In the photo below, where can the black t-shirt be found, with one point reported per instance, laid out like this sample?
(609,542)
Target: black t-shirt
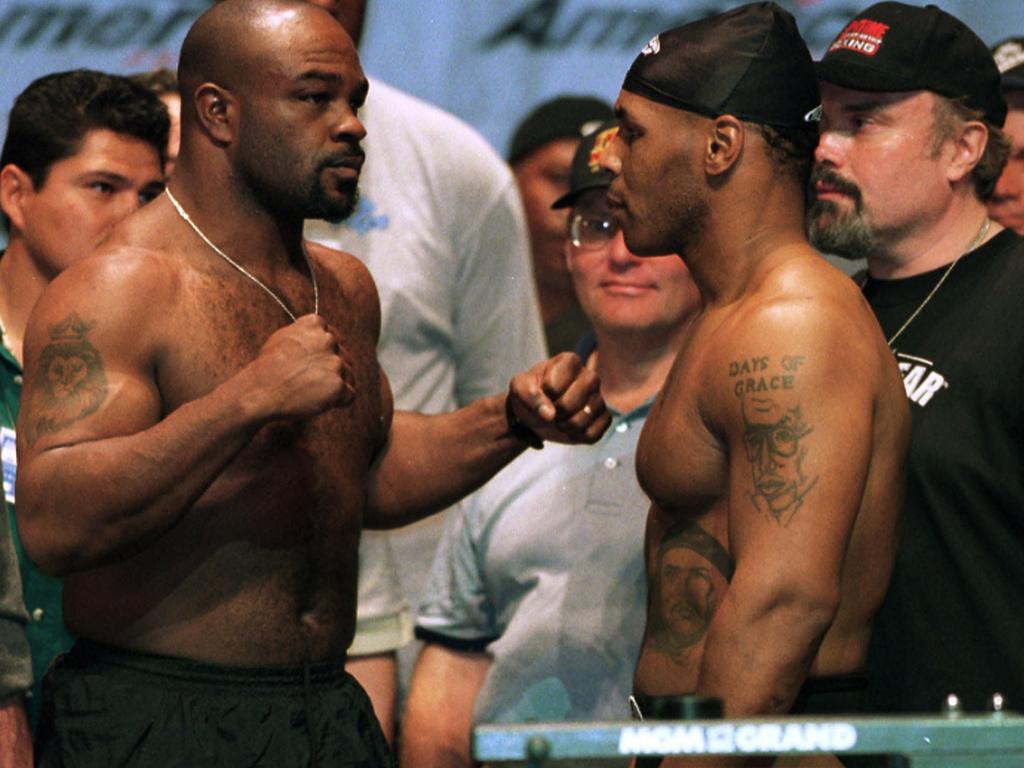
(953,620)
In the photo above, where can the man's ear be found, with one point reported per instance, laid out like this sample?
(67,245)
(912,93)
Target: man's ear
(216,112)
(725,143)
(15,190)
(968,146)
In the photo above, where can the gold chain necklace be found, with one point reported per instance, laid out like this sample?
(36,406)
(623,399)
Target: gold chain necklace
(312,275)
(974,244)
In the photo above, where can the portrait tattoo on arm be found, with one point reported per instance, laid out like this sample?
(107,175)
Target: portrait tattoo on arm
(71,383)
(772,435)
(692,571)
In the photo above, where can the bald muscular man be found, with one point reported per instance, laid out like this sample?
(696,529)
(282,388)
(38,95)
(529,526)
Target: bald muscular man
(773,456)
(205,428)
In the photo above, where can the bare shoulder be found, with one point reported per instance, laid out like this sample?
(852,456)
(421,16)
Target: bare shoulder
(351,280)
(119,295)
(803,332)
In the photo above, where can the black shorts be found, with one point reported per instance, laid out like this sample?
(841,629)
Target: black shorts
(104,708)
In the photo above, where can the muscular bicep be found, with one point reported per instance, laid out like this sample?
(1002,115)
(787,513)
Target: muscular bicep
(799,433)
(88,374)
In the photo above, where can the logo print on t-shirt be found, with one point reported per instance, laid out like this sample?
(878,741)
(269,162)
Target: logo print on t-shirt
(9,456)
(364,218)
(921,382)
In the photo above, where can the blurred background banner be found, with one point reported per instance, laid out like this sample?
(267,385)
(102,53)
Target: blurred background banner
(488,61)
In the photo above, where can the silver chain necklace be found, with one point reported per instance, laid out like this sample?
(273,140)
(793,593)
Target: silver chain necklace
(974,244)
(269,292)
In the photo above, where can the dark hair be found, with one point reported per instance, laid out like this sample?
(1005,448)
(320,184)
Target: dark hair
(792,148)
(162,81)
(950,115)
(50,118)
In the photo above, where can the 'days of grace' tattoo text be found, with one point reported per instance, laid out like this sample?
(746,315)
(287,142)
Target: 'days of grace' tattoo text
(773,434)
(72,383)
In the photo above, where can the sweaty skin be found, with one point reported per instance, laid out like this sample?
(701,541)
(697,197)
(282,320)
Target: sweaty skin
(197,465)
(773,455)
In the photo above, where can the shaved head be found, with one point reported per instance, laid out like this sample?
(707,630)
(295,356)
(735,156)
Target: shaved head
(235,38)
(270,93)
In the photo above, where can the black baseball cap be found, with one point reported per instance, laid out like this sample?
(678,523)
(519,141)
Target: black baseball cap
(898,47)
(562,117)
(587,173)
(1009,57)
(750,62)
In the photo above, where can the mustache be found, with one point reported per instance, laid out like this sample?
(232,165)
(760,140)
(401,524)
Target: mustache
(832,178)
(343,157)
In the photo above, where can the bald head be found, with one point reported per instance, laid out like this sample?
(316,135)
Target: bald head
(237,39)
(270,93)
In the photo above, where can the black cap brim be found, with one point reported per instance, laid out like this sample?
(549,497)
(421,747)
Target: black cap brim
(850,75)
(568,199)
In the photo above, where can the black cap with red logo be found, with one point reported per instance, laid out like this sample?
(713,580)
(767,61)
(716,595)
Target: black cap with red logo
(1009,57)
(750,62)
(587,172)
(894,47)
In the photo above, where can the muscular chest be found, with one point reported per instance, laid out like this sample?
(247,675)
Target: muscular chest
(681,464)
(220,326)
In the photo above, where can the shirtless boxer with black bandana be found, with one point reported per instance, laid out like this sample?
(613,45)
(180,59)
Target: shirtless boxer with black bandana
(773,456)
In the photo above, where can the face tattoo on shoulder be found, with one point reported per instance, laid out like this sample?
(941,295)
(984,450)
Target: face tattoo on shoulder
(773,435)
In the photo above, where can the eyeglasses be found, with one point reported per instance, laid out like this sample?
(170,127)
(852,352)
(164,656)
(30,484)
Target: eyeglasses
(591,230)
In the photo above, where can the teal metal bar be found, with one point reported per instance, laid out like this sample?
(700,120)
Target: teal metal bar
(956,740)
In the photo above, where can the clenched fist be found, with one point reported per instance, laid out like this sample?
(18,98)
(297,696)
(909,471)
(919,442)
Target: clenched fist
(302,370)
(559,399)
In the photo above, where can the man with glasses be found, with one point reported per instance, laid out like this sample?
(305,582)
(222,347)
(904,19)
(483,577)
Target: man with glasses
(535,607)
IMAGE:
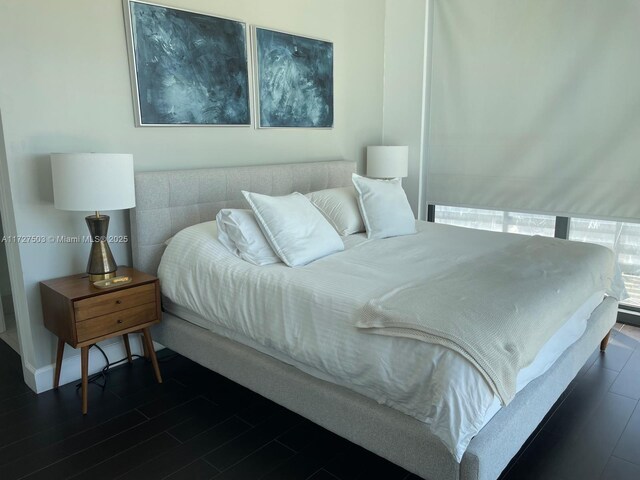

:::

## Anforderung
Entnimm dem gesamten Material alle Zeilen und gib sie unverändert wieder. Lass dabei die Bilder weg.

## Lösung der Aufgabe
In the photo below, where can the black t-shirt be found, with one point reported per instance, laid out like this sample?
(609,542)
Target: black t-shirt
(953,620)
In the photo above, where can the man's ear be found, with one point reported per instance, laid out like this sample?
(67,245)
(912,93)
Target: man's ear
(216,112)
(725,143)
(15,190)
(968,146)
In the photo above, where can the gold chain necklace be found, with one point reported per instance, laid out like this sample?
(36,406)
(623,399)
Target: gold chain necklace
(312,275)
(974,244)
In the photo above, where can the portrait tattoo on arm be found, with one point reported per instance, laid out like this sample?
(107,175)
Target: portrait tattoo on arm
(71,383)
(772,435)
(692,571)
In the photo above, where can the bald muscular man be found, with one point reported per instance, laid out like this sample?
(696,529)
(282,388)
(38,95)
(529,526)
Target: bald muscular man
(773,456)
(205,428)
In the photo above, where can the bare shoulder be found, with one point reported per instance, laid out like this sample?
(852,456)
(421,16)
Target: bare shoulder
(351,280)
(119,295)
(803,332)
In the photo above, where can the black shorts be found, with one point reported per instance, laid out like this sample?
(841,629)
Target: black shorts
(104,708)
In the photo above, where can the muscular bicep be found, with one point reported per instance, laid out like this sample?
(1002,115)
(787,513)
Target: muscular bicep
(799,433)
(88,374)
In the photo above, where can the logo print on t-shirt be found, with one point reported per instance, laid out like this sample?
(878,741)
(269,162)
Target: logo print on t-shirt
(9,456)
(364,218)
(921,382)
In the photo above, where can the blurred background banner be found, with one point reported per instance, laid out like this sample?
(267,385)
(102,53)
Target: blurred background banner
(488,61)
In the photo above, where can the silver chain necklace be found, with one point reported per instance, laid out like this sample?
(273,140)
(793,593)
Target: silver chain necklace
(974,244)
(269,292)
In the photo above, where can the dark hair be found, with one point reported per instance, laid out like this sample?
(1005,448)
(320,184)
Target: dark hair
(792,148)
(162,81)
(950,115)
(50,118)
In the photo above, where can the 'days of grace' tattoo text be found, with one point reported per instance, laid out like this sample?
(746,315)
(287,142)
Target: 'days of grace' tattoo text
(773,434)
(72,383)
In the photo above, where can the sweaty skin be found, with one point reported per instance, laid out like this sample?
(701,541)
(697,197)
(282,320)
Target: sweaty skin
(197,465)
(773,455)
In the photo above, where can the shaved head be found, with one point reported per instance, laid out like this sample?
(707,630)
(295,356)
(735,156)
Target: shaved head
(235,38)
(270,93)
In the photo above, where can the black baseball cap be found, with one point reported per instance, laid out like this sample?
(678,523)
(519,141)
Target: black baseball cap
(898,47)
(562,117)
(587,173)
(1009,57)
(750,62)
In the photo above, where can the mustache be found, with one point reported per instance, laid out like this sample?
(232,165)
(760,140)
(401,524)
Target: mustache
(832,178)
(343,157)
In the photo above, where can the bald head be found, with one point reported per instance, laid out like this sample?
(316,135)
Target: bald head
(237,39)
(270,93)
In the photo above, where can the black cap brim be found, with one point reported per instance, laid out like this sample?
(549,497)
(421,747)
Target: black cap brim
(850,75)
(568,199)
In the photo above, where can the black cap with red logo be found, with one point reported per instance, laid out like this sample?
(713,580)
(767,61)
(716,595)
Target: black cap with red logo
(1009,57)
(750,62)
(587,172)
(894,47)
In the photo above, where can the muscular chest be found, with one point reported per instance, laid out like this sample?
(247,675)
Target: muscular chest
(681,464)
(220,326)
In the photo above, where can the shirtless boxer with black bandana be found, with one point reported per instance, laid out like this sample?
(613,45)
(180,59)
Target: shirtless boxer with black bandana
(773,456)
In the photo above, where can the face tattoo on shoulder be found, with one point reported per instance, laid out like this sample?
(941,295)
(984,450)
Target: face tattoo on shoulder
(773,435)
In the photo above, where can the eyeglasses be found, with one point reported per instance, laid out like this sample?
(170,127)
(852,352)
(164,656)
(30,484)
Target: eyeglasses
(591,230)
In the photo above, where can the teal metal bar be found, with one point reported per instance, laid out like this sample?
(700,120)
Target: teal metal bar
(956,740)
In the photo above, where can the clenched fist be found, with one point reported per instance, laid out like this sample?
(18,98)
(297,696)
(909,471)
(919,442)
Target: clenched fist
(302,370)
(559,399)
In the photo above, where can the man with glasses be found, with one point reported per instance, laid out like this sample?
(305,582)
(222,347)
(904,19)
(483,577)
Target: man with glasses
(535,607)
IMAGE:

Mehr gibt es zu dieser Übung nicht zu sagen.